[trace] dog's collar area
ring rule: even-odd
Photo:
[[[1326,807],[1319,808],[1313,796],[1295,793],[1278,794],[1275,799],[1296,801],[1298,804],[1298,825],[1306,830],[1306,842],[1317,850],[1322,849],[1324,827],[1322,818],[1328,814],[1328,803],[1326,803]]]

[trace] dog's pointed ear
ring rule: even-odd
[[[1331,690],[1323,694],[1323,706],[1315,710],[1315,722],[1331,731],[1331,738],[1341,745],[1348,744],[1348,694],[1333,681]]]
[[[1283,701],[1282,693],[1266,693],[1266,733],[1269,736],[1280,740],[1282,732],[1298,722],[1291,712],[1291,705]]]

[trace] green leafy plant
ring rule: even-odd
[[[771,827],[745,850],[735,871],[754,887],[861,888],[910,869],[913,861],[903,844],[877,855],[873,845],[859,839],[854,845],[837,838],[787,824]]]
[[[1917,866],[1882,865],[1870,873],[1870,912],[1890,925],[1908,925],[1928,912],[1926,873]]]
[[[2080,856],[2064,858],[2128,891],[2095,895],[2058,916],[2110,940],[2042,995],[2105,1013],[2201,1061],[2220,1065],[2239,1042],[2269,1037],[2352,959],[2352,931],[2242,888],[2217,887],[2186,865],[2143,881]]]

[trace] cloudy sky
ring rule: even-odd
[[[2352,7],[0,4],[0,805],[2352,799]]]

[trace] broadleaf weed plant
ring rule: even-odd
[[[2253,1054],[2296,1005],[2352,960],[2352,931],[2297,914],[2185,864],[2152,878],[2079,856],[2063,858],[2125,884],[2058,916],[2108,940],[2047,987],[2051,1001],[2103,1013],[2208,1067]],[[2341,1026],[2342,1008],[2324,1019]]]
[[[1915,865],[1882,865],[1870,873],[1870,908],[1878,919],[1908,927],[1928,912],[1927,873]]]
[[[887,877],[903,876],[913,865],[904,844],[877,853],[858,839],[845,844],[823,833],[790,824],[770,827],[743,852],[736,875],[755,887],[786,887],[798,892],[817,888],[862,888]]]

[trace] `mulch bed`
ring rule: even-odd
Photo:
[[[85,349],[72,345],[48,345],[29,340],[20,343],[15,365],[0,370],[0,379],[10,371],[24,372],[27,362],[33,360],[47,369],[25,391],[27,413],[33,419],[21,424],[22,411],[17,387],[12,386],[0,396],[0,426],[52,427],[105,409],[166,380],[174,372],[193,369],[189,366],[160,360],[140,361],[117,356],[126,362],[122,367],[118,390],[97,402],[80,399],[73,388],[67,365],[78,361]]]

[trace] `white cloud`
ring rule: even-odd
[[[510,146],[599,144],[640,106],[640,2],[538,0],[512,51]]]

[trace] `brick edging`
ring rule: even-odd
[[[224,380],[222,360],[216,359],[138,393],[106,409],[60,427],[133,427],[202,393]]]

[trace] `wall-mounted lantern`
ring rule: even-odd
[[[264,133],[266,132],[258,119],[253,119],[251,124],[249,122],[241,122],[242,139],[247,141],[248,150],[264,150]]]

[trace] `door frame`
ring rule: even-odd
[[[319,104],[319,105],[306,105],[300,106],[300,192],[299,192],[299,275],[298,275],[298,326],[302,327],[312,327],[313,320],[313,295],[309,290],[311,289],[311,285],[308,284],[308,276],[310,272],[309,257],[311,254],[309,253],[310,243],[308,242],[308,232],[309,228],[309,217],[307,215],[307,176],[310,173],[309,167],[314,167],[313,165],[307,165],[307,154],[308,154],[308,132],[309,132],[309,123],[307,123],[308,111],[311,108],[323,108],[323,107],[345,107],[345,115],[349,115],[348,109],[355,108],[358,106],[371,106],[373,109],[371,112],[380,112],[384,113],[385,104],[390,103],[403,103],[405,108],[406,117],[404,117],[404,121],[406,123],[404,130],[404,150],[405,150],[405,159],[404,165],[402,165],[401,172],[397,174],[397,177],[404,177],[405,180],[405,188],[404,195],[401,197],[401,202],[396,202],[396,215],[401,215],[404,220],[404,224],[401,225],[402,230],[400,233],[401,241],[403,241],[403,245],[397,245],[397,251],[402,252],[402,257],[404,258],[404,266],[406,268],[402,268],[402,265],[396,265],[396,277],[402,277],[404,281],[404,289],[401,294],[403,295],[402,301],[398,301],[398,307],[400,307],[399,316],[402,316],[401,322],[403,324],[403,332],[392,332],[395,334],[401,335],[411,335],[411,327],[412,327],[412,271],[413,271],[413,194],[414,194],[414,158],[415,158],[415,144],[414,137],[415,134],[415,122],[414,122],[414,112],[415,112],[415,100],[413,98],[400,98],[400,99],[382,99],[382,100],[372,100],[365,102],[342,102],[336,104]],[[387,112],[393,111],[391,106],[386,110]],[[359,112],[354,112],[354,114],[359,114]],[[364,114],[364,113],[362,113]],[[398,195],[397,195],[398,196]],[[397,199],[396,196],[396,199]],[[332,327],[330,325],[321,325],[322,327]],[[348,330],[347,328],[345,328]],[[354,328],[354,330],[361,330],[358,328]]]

════

**Task brief:** Please copy each line of the material that has the string "plant" somewhere in it.

**The answer:**
[trace] green leafy plant
[trace] broadleaf weed plant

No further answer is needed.